Forgiveness is also not completely unfamiliar to us. As a child, I routinely broke the rules, was probably a total pain in the neck to live with as a moody teen, and because I have no doubts that my 91 year old parents still love me—I know I’ve been forgiven for riding my tricycle around the block unsupervised at the age of four, or from coming home after curfew a time or ten when I was in high school. And because my parents have forgiven me for these ways in which I acted up as a kid, I at least have a concrete idea of what forgiveness feels like. So, it’s not that hard to imagine that God also has forgiven me for the petulant ways in which I have often separated myself from the Body of Christ, either by ignorance or willfulness. After all, if my mom and dad can forgive, how much more able is God to do so?

But then there’s resurrection—that one is harder to wrap our heads around. It’s one of the core doctrines of Christianity, but resurrection—how do we begin to understand that one? I would have followed Jesus anyway on the basis of his message and mission alone; he had me at “Love your neighbor as yourself.” I don’t need resurrection to convince me, but here we are, on the first day of a celebration of resurrection that lasts for fifty days! So it makes sense to at least try to understand it!

The first followers of Jesus and the developing church clear up to the present day don’t unanimously agree about what resurrection is. Oh we agree that the stone was moved and the body was gone. We agree that Jesus appeared to Mary and later to the disciples, and that Thomas was invited to touch the risen Lord. But what does it mean? When we profess the Nicene Creed, we say “We look for the resurrection of the dead and the life of the world to come.” What does that mean?

I’ll get to the point here. Believers and scholars of Christianity have argued about the doctrine of resurrection and what it means for us since Jesus died. The argument is about whether resurrection is of the physical body or only of an immortal soul. I kind of don’t care. Here’s what I care about—and I hope this is helpful to you. Resurrection is the transformation from one state of being to another. Sometimes the transformation is really pretty concrete. For example, I used to do research on materials at high pressure. I would take crystals of garnet and squeeze them between two diamonds with so much pressure it would be the equivalent of being about 300 miles beneath the surface of the Earth. I spent two years squeezing garnets so I could understand how their physical properties would change when they got smushed. After that many days of squishing garnets, I would get bored, so I would get creative and stick unusual materials between the two diamonds. So one time, I decided to squeeze my favorite material: peanut butter. I carefully loaded it into the apparatus—it’s called a diamond anvil cell, and then I slowly tightened the anvils to create a high-pressure environment: something equivalent to about half the depth to which I was squeezing the garnets. When I released the pressure, the carbon in the organic molecules of peanut butter had become tiny crystals of diamond. A diamond is what you get when you squeeze carbon really hard.

Entries for bounding box labeling:
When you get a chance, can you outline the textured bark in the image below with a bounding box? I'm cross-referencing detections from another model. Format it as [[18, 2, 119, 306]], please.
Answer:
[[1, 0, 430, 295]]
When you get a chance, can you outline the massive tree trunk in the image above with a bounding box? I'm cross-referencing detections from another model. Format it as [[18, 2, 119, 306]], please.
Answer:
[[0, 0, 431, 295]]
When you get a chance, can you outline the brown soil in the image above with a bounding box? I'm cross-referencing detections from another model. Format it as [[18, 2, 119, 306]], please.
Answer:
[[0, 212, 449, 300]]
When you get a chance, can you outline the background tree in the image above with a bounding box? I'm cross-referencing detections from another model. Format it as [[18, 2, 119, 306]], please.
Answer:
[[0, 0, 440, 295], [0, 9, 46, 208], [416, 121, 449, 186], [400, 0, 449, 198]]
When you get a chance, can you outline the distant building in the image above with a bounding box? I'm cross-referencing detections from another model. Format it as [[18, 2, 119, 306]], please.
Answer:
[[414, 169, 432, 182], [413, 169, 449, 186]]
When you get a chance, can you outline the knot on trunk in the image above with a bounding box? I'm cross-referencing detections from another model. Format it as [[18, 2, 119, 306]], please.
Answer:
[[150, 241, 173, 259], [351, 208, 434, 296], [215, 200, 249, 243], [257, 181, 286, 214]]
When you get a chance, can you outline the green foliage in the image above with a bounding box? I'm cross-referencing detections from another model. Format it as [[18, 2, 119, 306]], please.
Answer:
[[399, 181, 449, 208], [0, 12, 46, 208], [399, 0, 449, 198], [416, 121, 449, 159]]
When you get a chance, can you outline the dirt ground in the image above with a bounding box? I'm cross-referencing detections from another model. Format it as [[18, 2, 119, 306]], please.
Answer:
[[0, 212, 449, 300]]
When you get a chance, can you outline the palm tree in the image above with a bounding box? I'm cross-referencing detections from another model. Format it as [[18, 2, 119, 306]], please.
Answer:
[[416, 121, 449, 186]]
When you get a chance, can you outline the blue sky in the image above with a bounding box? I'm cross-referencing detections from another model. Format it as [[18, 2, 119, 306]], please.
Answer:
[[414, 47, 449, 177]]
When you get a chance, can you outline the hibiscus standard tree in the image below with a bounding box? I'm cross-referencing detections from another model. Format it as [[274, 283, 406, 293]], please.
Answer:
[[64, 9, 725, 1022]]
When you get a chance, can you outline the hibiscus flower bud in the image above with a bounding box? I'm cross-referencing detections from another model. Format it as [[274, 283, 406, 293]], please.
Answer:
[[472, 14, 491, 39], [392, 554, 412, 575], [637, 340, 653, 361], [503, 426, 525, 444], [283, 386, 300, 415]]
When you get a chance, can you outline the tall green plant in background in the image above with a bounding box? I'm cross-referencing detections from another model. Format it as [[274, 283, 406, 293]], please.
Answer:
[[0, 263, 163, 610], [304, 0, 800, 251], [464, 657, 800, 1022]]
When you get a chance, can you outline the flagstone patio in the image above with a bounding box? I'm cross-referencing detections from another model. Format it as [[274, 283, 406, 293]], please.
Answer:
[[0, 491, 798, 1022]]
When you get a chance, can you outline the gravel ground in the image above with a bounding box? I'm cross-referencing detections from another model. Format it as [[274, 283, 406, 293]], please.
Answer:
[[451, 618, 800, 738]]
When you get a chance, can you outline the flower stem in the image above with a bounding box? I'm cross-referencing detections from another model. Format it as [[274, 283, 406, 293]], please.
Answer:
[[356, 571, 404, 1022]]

AIM 1: Name each point on which, according to the reflection on resurrection, followers of Jesus agree.
AIM 2: In the reflection on resurrection, what had the carbon in the peanut butter become once the pressure was released?
AIM 3: Carry the reflection on resurrection forward, starting right after its final sentence.
This listing comes from a separate source unrelated to the reflection.

TASK RESPONSE 1: The stone was moved; the body was gone; Jesus appeared to Mary and later to the disciples; Thomas was invited to touch the risen Lord.

TASK RESPONSE 2: It had become tiny crystals of diamond.

TASK RESPONSE 3:
When I finished that research and got my degree, one of my friends congratulated me a card that read, “A diamond is a lump of coal that made good under pressure.” That was twenty years ago, and I still have the card.

There are a lot times that are tough to get through in this life; illness, depression, addiction, loss of a loved one. These are the hard times that Jesus came for. God became flesh so that we could see how a lump of coal makes good under pressure. That ash that was imposed on your forehead in the middle of February is now transformed—resurrected as fifty days of joy. Our sins are forgiven us and we are transformed into the Body of Christ. Whether we are talking about the transformation of peanut butter into diamond, or sinners into saints, we can count on resurrection. Ours is a God for whom despair is transformed into hope, and death is transformed into life. Alleluia, Christ is risen!

Who will roll away the stone?

Who will roll away the stone for us from the entrance to the tomb? There is nothing so daunting as contemplating how we will accomplish a difficult task set before us, especially if it’s something we haven’t done before. It can paralyze us into procrastination and it can feel like the weight of the world is resting on our own shoulders. We start taking inventory of our own skills, and if we find them lacking, we start looking around for someone else to help us. Maybe the task is too big, too scary, too impossible.

Who will roll away the stone for us from the entrance to the tomb? It is really big and impossibly heavy—it has to be, because we want to protect what is inside the tomb from the wild things that surely wait to corrupt what we are trying to preserve. Remember poor Peter at the transfiguration? He wanted to build those tiny houses on Mt. Horeb so that Moses and Elijah and his beloved Jesus could have places to stay. But nothing material stays in place forever, because it’s the nature of God that everything in creation must keep moving; keep living; and keep dying. Preservation is a little like embalming. It’s a little like imprisonment. It is the way we humans try to prevent the inevitable decay that is associated with being alive so that we can control death.

In the passage of time everything that lives must die because death and transformation are really the same thing. And because God created all of the components that comprise planets and people in one glorious explosion of divine energy we call the Big Bang—13.8 billion years ago, those same components, we call them chemical elements, are necessary to make new planets, new mountains, new food crops, and new people.

But spirit—that’s the stuff that doesn’t die. Everything Jesus did, and what we try to do as Christians is to learn to recognize and communicate to the material and time-limited universe, that there is only one thing that we can hold on to that is here forever—and that is God. Everything else is as ephemeral as a broken human body, laid out in a tomb—with or without preservation.

You have just heard a small selection of stories from our faith history, much the way you would have heard some of the stories had we been at table celebrating the first night of Passover last night. The arc of that history does NOT bend toward justice. That’s giving away the divine presence that lives in our hearts, if we assume that justice will just somehow emerge from history like a statistical trend line. The arc of the history that you heard tonight demonstrates the steadfast love of God. It’s up to us to abide in that love and be the bringers of justice.

Who will roll away the stone for us from the entrance to the tomb, which can far too often be the cold and frightened human heart?  It is God’s own self in whose image we are made, who rolls away that stone. It always has been.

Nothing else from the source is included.